Extract each item below word for word, keeping every line unchanged.
☆ ☆ ☆ ☆ ☆ ☆ ☆
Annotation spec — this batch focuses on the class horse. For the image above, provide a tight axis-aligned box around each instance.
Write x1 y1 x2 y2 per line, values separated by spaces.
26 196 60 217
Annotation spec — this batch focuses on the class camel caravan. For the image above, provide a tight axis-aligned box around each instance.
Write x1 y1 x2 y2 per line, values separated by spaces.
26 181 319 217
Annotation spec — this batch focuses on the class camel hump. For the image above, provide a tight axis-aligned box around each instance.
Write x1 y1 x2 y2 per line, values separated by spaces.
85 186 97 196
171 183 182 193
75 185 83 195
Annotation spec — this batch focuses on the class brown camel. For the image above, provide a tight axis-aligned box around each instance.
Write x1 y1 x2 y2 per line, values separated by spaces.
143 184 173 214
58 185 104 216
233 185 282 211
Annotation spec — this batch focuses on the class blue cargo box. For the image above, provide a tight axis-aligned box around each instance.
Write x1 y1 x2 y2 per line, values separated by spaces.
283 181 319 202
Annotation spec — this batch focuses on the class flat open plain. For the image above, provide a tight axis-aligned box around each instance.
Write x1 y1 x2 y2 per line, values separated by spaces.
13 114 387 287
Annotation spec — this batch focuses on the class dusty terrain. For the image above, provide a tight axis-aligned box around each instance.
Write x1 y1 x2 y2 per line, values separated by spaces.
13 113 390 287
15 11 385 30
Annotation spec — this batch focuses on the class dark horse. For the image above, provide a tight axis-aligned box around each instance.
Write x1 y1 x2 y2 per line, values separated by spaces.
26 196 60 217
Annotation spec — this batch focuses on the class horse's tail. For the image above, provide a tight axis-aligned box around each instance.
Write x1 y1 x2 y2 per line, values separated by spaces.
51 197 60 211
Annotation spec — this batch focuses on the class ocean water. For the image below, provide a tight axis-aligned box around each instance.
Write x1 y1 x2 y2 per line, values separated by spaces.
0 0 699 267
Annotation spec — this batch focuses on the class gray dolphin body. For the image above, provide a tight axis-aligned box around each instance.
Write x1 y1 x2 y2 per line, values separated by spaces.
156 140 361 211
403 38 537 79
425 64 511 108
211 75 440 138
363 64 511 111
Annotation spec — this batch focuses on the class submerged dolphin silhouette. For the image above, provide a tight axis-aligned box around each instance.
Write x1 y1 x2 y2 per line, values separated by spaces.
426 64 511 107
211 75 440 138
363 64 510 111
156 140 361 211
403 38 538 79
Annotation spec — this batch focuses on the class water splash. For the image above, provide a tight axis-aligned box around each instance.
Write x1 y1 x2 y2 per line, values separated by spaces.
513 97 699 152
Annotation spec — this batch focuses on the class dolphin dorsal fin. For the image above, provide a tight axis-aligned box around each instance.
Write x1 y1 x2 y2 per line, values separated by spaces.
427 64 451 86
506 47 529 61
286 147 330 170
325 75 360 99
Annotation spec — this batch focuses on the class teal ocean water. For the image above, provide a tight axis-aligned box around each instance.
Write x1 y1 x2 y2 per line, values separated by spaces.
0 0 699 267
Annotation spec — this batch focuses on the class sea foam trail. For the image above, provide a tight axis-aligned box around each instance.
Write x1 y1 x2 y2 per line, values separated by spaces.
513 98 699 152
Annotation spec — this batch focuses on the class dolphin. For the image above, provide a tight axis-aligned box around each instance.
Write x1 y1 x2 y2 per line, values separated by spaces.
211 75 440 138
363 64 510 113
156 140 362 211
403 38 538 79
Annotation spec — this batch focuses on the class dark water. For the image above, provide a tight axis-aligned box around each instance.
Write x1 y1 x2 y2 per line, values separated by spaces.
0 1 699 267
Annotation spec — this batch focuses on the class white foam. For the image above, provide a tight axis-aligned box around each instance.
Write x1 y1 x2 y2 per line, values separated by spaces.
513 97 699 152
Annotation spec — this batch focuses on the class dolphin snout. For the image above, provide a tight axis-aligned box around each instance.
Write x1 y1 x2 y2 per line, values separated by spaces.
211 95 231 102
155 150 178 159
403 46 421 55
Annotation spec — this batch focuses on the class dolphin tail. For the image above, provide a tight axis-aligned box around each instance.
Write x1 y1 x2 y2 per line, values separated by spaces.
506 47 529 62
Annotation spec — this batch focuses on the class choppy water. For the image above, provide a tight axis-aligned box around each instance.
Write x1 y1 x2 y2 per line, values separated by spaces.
☆ ☆ ☆ ☆ ☆ ☆ ☆
__SOLVED PROBLEM__.
Annotation spec — this batch focuses on the class horse. For the image above, provide a tight axis-aligned box around each instance.
Write x1 y1 x2 y2 per line, values separated by spaces.
26 196 60 217
Annotation spec — this batch focuses on the class camel caravan. For the image above, provide a tight axis-aligned box around each instance.
Write x1 y1 x2 y2 per line, values separated by spaces.
26 181 319 217
Annotation spec — this batch focuses on the class camel hump. For the image above, provide a tight axis-aligned box around each instance.
Write x1 y1 x2 y2 per line, values separated by spaces.
85 186 97 196
171 183 182 193
75 185 83 195
Annotation spec — this batch focuses on the class brown camel. For the image above, provide a tight axis-aligned box around each instance.
Write x1 y1 x2 y2 per line, values separated by spaces.
143 184 173 214
58 185 104 216
233 185 282 211
Annotation spec — this batch focuses on the class blue cargo box. For the image above, provide a tight axis-aligned box around each instance.
Write x1 y1 x2 y2 per line, values separated by spaces.
283 181 319 202
Annotation spec — this batch focuses on the class flat open plain. For the image above, provide a tight axis-aligned box around each instance.
Write x1 y1 x2 y2 per line, values separated by spaces.
13 114 387 287
Annotation spec — this batch focuses on the class dusty terrain. For the image above, provide a tight axis-aligned box around each instance.
Write x1 y1 x2 y2 per line, values separated by spaces.
13 113 390 287
15 11 385 30
Annotation spec — this batch focuses on the class dark horse. For the image above, provide a tight axis-aligned box around each instance.
Write x1 y1 x2 y2 per line, values separated by spaces.
26 196 60 217
Annotation spec — this batch focuses on the class horse's tail. For the image above, provide a tight axis-aligned box around each instance.
Write x1 y1 x2 y2 per line, values separated by spaces.
51 197 60 211
Annotation spec — this batch focuses on the class ocean water. For the image below, provide a tight axis-aligned box around each instance.
Write x1 y1 x2 y2 per line, values separated by spaces.
0 0 699 267
Annotation spec — this batch focuses on the class gray dolphin body. For the image above, provide a tight axis-aligned box around each instance.
Write x1 y1 x2 y2 per line, values separated by spaces.
156 140 361 211
403 38 537 79
425 64 511 108
211 75 440 138
363 64 511 111
Annotation spec — this batch focuses on the class submerged dolphin silhouette. For the image above, provide a tight axis-aligned box around each instance.
Write x1 y1 x2 y2 per line, values separated by spaces.
426 64 511 107
211 75 440 138
363 64 510 111
156 140 361 211
403 38 538 79
Annotation spec — this batch focuses on the class water splash. For the image above, provide a tight axis-aligned box around each instance.
Write x1 y1 x2 y2 per line, values separated by spaces.
513 97 699 152
Annotation spec — this batch focuses on the class dolphin dorsal fin. For the image above, provide a tight axis-aligned box around each instance.
Write x1 y1 x2 y2 per line, values separated by spaces.
427 64 451 86
506 47 529 61
286 147 330 170
325 75 360 99
Annotation spec — this batch focuses on the class teal ocean water. For the image above, provide a tight axis-aligned box around each instance.
Write x1 y1 x2 y2 per line, values separated by spaces.
0 0 699 267
Annotation spec — this batch focuses on the class sea foam trail. For the image above, provide a tight axis-aligned box around each instance.
Write x1 y1 x2 y2 per line, values separated by spaces.
513 98 699 152
Annotation spec — this batch focuses on the class dolphin. For the image above, provide a tight axis-aligned box around each instance.
Write x1 y1 x2 y2 per line, values separated by spaces.
211 75 440 138
363 64 510 113
156 140 362 211
403 38 538 79
Annotation spec — this batch focuses on the class dark water. For the image above, provide a tight axis-aligned box around each instance.
Write x1 y1 x2 y2 per line, values separated by spaces.
0 1 699 267
Annotation spec — this batch focuses on the class white foam. For the image above, provide a tight axis-aligned box around each instance.
Write x1 y1 x2 y2 per line, values separated by spaces.
513 97 699 152
Annotation spec — this batch focuses on the class dolphin snout. For the image above, provide a tight axis-aligned box around each instance.
Write x1 y1 x2 y2 per line, values separated by spaces.
211 95 231 102
155 150 178 159
403 46 421 55
Annotation spec — this batch focuses on the class dolphin tail. For the image above, provide a tight axis-aligned box around each instance.
Write x1 y1 x2 y2 per line, values separated by spaces.
506 47 529 62
Annotation spec — this batch focuses on the class choppy water. For the image above, provide a tight axis-aligned box around each instance.
Write x1 y1 x2 y2 per line, values separated by spaces.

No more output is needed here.